■ Exercise objective ■
Line by line, the entries below are to be reproduced unaltered.

■ Supplied information ■
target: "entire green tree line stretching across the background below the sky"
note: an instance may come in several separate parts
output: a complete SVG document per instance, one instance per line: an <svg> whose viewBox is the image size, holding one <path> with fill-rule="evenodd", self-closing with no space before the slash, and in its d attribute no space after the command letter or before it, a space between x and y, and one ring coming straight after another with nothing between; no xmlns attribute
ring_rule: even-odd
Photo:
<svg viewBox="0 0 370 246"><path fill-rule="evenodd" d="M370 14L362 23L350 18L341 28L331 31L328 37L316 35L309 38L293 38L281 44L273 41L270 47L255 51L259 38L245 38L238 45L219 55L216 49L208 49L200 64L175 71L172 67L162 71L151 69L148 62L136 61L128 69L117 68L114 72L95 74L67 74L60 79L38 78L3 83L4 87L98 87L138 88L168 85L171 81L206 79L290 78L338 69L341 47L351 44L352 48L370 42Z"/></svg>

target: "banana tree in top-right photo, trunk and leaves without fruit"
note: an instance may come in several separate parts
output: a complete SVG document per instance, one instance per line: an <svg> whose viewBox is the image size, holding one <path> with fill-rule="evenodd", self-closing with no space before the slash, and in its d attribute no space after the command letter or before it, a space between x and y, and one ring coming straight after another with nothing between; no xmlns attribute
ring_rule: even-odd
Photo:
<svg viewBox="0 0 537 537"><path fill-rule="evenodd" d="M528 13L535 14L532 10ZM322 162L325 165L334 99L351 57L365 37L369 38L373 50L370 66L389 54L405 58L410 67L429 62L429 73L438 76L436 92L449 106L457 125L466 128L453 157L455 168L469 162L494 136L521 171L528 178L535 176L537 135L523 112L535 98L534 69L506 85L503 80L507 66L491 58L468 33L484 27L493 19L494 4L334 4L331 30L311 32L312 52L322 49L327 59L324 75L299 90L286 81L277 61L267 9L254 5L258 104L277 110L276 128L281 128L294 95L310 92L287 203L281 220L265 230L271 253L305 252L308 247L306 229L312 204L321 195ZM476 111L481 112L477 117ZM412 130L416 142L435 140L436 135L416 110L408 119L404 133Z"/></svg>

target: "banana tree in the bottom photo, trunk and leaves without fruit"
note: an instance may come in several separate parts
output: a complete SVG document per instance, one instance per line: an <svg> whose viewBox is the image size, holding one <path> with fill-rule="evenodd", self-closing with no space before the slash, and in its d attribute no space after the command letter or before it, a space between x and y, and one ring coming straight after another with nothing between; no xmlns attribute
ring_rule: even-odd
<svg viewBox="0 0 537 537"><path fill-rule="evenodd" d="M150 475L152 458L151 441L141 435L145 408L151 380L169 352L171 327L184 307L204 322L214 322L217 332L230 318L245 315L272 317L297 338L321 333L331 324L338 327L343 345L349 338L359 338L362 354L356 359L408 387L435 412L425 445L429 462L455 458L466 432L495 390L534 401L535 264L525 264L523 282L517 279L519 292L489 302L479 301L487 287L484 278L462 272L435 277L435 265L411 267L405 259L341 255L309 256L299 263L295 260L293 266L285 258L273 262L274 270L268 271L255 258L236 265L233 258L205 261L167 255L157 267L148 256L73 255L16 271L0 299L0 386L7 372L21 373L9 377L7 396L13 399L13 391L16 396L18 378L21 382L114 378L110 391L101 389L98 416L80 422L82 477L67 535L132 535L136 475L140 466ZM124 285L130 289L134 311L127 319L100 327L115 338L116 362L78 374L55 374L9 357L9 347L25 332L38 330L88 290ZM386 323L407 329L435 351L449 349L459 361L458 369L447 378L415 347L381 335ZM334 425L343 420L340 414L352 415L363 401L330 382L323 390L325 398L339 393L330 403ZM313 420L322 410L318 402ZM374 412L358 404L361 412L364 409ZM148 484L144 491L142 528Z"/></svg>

■ Response to the task ■
target: "entire green tree line stretching across the background below the sky"
note: an instance may come in several separate parts
output: a complete SVG document per instance, one instance per line: an <svg> whose viewBox is the image size, holding one <path> with fill-rule="evenodd", self-closing with no space before the slash, and in its d attribute no space after the command letter or before it, a space between x and y, and one ring coming straight after another with nothing between; no xmlns attribute
ring_rule: even-odd
Photo:
<svg viewBox="0 0 370 246"><path fill-rule="evenodd" d="M370 14L362 23L350 18L341 28L331 31L328 37L316 35L309 38L293 38L281 44L273 41L270 47L255 51L259 38L245 38L238 45L219 55L216 49L208 49L200 64L175 71L172 67L162 71L151 69L148 62L136 61L128 69L117 68L114 72L95 74L67 74L60 79L38 78L3 83L4 87L98 87L138 88L168 85L171 81L206 79L290 78L338 69L341 47L351 44L352 48L370 42Z"/></svg>

target: "banana tree in top-right photo, trunk and leaves without fruit"
note: an instance may come in several separate parts
output: a complete SVG document per instance, one instance per line: an <svg> whose viewBox is the image size, holding one <path> with fill-rule="evenodd", self-closing with no space before the slash, and in its d attribute no space after the command letter or before it, a space between x and y, and one ring coming straight after another with nothing between; no xmlns attribute
ring_rule: even-odd
Photo:
<svg viewBox="0 0 537 537"><path fill-rule="evenodd" d="M528 13L535 14L532 10ZM322 162L325 165L334 99L351 57L365 37L369 38L373 50L370 66L389 54L405 58L410 67L429 62L429 73L438 76L436 92L449 106L457 125L466 128L453 157L455 168L469 162L494 136L521 171L528 178L535 176L537 135L523 112L535 98L534 69L506 85L503 80L507 66L491 58L468 33L484 27L493 19L494 4L334 4L331 30L311 32L312 52L322 49L327 59L324 75L299 90L286 81L277 61L267 9L254 5L258 104L277 110L276 128L281 128L294 95L310 92L287 203L281 220L265 230L271 253L305 252L308 247L306 229L312 204L321 195ZM476 111L481 112L477 117ZM412 130L416 142L435 140L436 135L416 110L408 119L404 133Z"/></svg>

target: "banana tree in the bottom photo, trunk and leaves without fruit"
note: an instance may come in several separate parts
output: a complete SVG document per instance, one instance per line: an <svg> whose viewBox is the image size, holding one <path> with fill-rule="evenodd", self-closing with no space before the slash, and in its d attribute no space after the command letter or before it, a space between x and y, and one ring coming straight after another with nothing between; no xmlns attribute
ring_rule: even-odd
<svg viewBox="0 0 537 537"><path fill-rule="evenodd" d="M150 475L152 458L151 441L141 435L145 408L151 380L169 352L171 327L184 307L204 322L214 322L217 332L230 318L245 315L272 317L297 338L321 333L331 324L338 327L343 345L349 338L359 338L362 354L356 359L408 387L435 412L425 445L429 462L455 458L466 432L495 390L534 401L535 264L525 264L523 282L517 279L519 292L489 302L479 301L487 287L484 278L462 272L435 277L435 265L411 267L405 259L341 255L309 256L299 263L295 260L293 266L285 258L273 262L274 270L268 271L255 258L236 265L233 258L205 261L167 255L157 267L148 256L73 255L16 271L0 299L0 386L7 372L21 373L9 377L7 396L13 399L13 391L16 396L18 378L21 382L114 378L110 391L101 389L98 416L80 422L82 477L67 535L132 535L136 475L140 466ZM124 285L130 289L134 311L127 319L100 327L115 338L116 362L78 374L55 374L9 357L9 347L25 332L38 330L88 290ZM386 323L407 329L435 351L449 349L459 361L458 369L447 378L415 347L381 335ZM334 425L343 420L340 414L352 415L363 401L330 382L323 390L325 398L339 393L330 403ZM313 420L322 410L318 402ZM374 412L358 404L361 412L364 409ZM148 484L144 491L142 528Z"/></svg>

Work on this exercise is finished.